▸ **EXERCISE**
Could you reproduce every record below exactly as it stands?

▸ **PROVIDED DATA**
- Opening Delimiter -

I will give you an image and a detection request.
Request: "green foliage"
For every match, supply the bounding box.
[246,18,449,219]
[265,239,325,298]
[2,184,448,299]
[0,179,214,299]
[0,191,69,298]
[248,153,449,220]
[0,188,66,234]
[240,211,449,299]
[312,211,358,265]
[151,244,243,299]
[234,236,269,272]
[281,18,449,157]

- Closing Delimiter -

▸ **TASK RESPONSE**
I will give you an image and a detection request.
Request: "green foliage"
For every match, supply the bounding box.
[246,18,449,219]
[265,239,325,298]
[2,184,448,299]
[0,179,214,299]
[0,191,69,298]
[248,153,449,220]
[0,188,66,234]
[240,211,449,299]
[312,211,358,265]
[151,244,243,299]
[234,236,269,272]
[281,18,449,157]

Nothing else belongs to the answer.